Fire at a shoe factory kills 28 in one of China’s deadliest blazes in recent years

A devastating industrial fire has claimed 28 lives at a footwear manufacturing facility in Jinjiang, a southeastern Chinese city renowned as the nation’s shoe production hub, local emergency authorities confirmed this Thursday. The outbreak of the blaze at the Huiteng Shoe Company plant triggered an immediate emergency response, after President Xi Jinping called for a comprehensive search and rescue operation, alongside a rapid, transparent probe into the incident and strict legal accountability for anyone found responsible.

According to official state broadcaster China Central Television (CCTV), a total of 239 people — 237 on-site workers and two external visitors — were inside the multi-story factory compound when the fire ignited. Emergency teams successfully evacuated or rescued 211 people from the burning structure, though 28 people could not be saved in time. Two of the fatalities occurred after injured victims were transferred to local hospitals for emergency treatment.
****************************************
What the task asks | Decide whether each statement agrees with the shoe factory fire report, and give yes or no with the report's deciding words quoted: (a) The fire broke out at the Huiteng Shoe Company plant. (b) Everyone inside the factory compound when the fire started was a worker there. (c) All 28 people who died lost their lives inside the burning factory.
****************************************
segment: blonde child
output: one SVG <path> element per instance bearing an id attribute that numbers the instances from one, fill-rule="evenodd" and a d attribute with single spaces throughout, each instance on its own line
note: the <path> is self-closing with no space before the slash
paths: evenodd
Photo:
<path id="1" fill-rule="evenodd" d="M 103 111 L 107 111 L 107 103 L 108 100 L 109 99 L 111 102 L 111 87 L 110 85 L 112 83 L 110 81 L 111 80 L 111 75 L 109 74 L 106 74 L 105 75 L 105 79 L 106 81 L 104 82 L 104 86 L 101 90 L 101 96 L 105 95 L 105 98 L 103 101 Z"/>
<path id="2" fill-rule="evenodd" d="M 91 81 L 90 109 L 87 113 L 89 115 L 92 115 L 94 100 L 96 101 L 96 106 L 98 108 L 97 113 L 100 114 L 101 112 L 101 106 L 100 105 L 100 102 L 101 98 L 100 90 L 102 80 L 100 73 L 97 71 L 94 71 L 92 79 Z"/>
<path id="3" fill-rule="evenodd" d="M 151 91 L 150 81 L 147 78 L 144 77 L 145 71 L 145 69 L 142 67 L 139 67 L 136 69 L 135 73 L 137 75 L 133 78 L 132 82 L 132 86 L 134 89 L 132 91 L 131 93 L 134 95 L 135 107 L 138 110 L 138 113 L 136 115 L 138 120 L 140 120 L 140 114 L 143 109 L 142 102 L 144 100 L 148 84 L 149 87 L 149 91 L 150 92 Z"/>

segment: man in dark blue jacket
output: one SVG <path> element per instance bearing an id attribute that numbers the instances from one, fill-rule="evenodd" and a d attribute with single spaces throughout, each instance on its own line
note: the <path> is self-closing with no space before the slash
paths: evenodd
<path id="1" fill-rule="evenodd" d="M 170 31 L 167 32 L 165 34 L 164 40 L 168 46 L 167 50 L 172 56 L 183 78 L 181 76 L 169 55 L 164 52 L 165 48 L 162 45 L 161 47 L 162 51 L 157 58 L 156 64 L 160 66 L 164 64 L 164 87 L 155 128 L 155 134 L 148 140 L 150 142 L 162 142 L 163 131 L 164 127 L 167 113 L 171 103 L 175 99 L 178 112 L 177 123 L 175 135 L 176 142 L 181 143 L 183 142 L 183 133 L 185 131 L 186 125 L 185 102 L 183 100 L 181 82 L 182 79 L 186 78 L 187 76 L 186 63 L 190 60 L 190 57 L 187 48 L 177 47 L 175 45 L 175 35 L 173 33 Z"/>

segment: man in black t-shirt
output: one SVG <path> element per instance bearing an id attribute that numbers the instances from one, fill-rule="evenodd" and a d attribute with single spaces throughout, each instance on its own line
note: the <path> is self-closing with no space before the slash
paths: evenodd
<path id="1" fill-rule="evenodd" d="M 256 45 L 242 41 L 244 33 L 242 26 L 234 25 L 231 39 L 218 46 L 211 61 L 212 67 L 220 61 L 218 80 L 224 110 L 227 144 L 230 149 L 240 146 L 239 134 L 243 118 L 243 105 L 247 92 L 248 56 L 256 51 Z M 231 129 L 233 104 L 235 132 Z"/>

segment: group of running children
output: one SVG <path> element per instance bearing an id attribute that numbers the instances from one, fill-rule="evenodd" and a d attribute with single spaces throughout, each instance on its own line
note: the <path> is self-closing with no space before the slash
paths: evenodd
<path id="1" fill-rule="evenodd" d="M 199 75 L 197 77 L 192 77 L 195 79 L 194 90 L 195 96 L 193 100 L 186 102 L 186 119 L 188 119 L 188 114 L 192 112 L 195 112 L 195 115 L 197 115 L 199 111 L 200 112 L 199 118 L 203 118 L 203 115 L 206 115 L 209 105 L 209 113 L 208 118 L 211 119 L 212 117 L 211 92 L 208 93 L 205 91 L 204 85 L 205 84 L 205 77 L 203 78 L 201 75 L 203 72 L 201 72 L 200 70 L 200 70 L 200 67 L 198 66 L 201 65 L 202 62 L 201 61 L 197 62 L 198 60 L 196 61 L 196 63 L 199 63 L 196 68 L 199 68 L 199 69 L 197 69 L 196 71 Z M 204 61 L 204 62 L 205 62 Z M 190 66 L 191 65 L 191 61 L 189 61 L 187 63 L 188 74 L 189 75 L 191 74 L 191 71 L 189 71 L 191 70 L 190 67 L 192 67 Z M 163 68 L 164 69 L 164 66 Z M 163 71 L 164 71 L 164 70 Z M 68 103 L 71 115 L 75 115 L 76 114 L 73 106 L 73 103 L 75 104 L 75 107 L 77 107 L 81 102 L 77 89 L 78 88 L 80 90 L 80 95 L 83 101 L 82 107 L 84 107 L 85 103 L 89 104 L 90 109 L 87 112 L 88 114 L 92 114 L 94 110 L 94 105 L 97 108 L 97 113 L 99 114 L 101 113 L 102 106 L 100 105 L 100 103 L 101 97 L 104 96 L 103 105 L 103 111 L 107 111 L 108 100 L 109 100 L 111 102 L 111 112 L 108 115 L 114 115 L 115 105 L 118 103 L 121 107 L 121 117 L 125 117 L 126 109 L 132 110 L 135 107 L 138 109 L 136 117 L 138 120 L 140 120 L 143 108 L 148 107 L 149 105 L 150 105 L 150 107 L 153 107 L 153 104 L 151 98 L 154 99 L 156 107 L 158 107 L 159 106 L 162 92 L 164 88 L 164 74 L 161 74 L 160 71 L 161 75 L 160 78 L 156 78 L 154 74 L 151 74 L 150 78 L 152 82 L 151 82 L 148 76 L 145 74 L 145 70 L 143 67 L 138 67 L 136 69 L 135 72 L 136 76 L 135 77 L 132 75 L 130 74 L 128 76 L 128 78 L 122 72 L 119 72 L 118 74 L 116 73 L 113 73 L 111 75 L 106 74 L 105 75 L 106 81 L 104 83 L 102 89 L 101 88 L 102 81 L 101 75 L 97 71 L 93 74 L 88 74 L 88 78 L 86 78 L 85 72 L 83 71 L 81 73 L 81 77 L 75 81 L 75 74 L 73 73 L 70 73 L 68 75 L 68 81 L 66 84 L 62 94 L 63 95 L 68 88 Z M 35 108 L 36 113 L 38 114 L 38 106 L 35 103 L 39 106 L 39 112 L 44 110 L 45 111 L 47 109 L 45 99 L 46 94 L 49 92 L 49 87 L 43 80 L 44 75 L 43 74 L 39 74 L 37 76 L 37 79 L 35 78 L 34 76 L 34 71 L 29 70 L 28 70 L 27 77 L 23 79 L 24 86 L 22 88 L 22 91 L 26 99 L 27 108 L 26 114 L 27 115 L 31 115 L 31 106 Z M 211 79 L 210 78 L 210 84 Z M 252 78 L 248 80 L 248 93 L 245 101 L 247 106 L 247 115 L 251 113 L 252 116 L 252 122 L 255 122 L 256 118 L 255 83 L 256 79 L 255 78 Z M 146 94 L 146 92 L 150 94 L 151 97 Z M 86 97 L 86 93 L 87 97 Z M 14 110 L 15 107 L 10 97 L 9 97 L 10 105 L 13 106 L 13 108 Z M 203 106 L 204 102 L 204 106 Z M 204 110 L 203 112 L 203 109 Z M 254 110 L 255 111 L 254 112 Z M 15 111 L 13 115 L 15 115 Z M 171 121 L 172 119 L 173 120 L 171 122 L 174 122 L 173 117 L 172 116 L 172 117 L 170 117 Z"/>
****************************************
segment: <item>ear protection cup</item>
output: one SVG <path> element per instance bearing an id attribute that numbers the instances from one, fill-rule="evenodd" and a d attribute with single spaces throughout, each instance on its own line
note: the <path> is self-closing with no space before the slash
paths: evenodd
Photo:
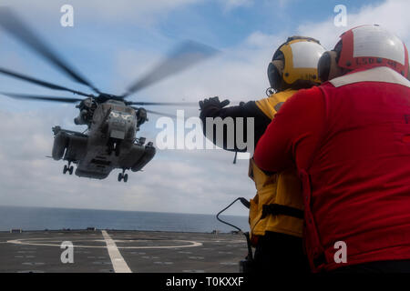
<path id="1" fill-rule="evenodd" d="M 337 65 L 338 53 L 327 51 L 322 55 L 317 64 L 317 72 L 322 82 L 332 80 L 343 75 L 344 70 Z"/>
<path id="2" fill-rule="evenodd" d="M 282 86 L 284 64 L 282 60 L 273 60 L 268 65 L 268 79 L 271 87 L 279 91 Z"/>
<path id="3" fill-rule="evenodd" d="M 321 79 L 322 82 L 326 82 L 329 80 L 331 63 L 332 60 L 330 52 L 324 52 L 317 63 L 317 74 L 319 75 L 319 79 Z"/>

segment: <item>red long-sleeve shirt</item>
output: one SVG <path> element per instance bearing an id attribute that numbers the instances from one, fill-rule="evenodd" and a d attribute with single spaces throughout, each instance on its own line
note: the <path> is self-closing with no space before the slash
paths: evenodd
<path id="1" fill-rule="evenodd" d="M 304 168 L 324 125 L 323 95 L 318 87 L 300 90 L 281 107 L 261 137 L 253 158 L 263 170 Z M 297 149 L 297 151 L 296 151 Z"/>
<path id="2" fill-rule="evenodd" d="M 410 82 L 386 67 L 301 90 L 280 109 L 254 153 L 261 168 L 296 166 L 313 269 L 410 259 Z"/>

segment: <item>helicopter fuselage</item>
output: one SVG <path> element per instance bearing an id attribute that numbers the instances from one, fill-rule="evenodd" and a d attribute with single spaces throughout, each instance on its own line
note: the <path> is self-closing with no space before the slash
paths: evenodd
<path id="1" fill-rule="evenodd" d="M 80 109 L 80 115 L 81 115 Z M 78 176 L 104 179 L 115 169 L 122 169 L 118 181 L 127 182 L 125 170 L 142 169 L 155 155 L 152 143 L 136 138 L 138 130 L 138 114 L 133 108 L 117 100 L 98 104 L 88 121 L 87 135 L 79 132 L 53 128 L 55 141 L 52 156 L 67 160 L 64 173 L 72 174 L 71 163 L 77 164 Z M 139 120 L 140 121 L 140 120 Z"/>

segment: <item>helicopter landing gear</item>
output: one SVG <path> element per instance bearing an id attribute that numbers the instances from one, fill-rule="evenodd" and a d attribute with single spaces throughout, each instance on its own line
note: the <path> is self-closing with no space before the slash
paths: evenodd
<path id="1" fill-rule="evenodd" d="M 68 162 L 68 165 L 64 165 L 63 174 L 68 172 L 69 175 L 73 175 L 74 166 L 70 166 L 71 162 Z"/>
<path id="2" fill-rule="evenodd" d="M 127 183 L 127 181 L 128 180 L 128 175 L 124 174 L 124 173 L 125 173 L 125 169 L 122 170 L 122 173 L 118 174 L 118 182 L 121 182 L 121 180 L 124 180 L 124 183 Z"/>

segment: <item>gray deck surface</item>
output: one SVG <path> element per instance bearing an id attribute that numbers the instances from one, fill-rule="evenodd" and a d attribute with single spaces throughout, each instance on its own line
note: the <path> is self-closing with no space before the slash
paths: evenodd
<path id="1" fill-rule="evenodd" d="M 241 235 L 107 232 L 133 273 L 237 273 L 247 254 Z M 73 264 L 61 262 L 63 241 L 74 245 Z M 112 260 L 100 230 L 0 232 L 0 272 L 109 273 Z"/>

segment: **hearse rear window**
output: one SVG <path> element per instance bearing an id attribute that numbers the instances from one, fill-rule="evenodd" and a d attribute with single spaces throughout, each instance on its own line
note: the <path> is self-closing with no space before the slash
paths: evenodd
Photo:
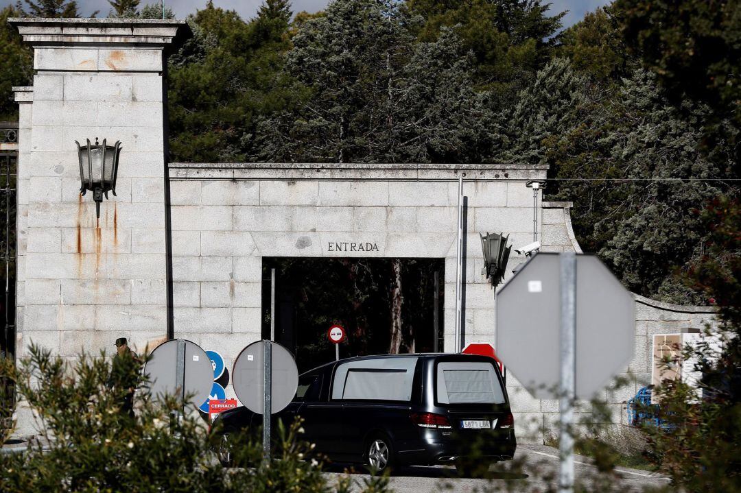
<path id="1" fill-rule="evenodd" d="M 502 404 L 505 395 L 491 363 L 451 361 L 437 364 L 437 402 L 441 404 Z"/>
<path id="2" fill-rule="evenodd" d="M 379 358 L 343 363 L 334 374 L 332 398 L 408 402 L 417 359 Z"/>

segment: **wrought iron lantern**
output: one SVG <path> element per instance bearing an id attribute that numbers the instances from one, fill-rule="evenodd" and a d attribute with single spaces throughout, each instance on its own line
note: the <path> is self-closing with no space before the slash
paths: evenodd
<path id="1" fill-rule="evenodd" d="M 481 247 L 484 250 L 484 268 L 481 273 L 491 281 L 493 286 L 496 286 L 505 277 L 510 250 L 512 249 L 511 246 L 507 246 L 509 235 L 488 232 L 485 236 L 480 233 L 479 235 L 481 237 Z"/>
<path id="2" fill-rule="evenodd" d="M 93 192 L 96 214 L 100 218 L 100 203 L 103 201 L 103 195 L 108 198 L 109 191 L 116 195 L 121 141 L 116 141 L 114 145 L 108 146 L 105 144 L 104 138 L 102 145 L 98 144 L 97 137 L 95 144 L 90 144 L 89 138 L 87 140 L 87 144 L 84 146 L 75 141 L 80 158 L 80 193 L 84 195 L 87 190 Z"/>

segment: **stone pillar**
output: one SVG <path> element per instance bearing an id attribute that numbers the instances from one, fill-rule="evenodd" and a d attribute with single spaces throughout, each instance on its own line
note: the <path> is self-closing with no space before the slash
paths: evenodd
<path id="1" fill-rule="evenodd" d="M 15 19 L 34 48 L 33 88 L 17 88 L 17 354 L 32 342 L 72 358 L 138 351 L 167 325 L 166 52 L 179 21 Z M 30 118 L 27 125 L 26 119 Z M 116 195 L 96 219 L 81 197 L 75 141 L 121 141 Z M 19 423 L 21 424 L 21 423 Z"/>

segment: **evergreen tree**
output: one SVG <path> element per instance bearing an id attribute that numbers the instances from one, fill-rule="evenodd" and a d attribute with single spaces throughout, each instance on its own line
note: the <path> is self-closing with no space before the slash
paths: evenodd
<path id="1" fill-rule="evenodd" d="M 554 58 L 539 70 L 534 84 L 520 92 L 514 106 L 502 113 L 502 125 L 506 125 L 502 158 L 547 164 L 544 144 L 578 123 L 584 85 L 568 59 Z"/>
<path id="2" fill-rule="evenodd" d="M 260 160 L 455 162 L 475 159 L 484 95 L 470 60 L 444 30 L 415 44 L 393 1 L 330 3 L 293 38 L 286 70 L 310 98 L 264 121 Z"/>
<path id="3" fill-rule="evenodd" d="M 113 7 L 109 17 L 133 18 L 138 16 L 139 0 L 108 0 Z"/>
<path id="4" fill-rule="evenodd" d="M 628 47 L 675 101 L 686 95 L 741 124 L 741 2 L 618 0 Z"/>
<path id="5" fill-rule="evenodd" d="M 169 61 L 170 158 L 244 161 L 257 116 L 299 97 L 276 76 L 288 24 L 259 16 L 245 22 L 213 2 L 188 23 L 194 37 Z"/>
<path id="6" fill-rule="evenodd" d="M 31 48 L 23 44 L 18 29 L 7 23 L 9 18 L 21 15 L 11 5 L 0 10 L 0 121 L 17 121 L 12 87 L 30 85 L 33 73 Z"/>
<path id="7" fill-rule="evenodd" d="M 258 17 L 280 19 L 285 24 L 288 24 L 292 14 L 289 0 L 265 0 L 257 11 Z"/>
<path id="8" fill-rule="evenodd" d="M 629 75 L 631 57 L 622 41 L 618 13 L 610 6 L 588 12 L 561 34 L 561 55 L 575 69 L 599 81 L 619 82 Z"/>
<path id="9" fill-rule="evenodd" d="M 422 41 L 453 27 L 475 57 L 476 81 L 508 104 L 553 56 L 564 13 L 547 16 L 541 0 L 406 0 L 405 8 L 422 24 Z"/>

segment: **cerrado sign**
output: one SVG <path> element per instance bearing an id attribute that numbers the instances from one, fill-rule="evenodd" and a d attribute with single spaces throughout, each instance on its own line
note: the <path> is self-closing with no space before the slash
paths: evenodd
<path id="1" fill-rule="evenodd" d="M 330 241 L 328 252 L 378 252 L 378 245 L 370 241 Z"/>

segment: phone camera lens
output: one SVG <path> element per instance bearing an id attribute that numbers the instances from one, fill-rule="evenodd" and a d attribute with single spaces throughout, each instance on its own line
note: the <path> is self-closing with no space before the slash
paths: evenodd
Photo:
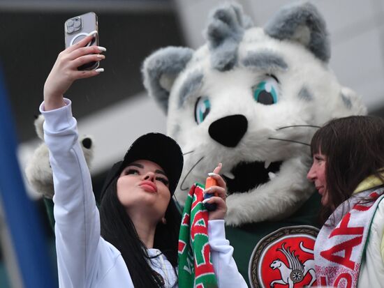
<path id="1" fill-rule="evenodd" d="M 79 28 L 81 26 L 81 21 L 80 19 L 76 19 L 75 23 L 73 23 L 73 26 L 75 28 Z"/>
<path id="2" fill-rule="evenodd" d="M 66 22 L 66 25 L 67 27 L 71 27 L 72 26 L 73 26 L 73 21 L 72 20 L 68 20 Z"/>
****************************************
Answer to this task |
(a) Yes: "The outbreak of the blaze at the Huiteng Shoe Company plant"
(b) No: "237 on-site workers and two external visitors"
(c) No: "Two of the fatalities occurred after injured victims were transferred to local hospitals for emergency treatment."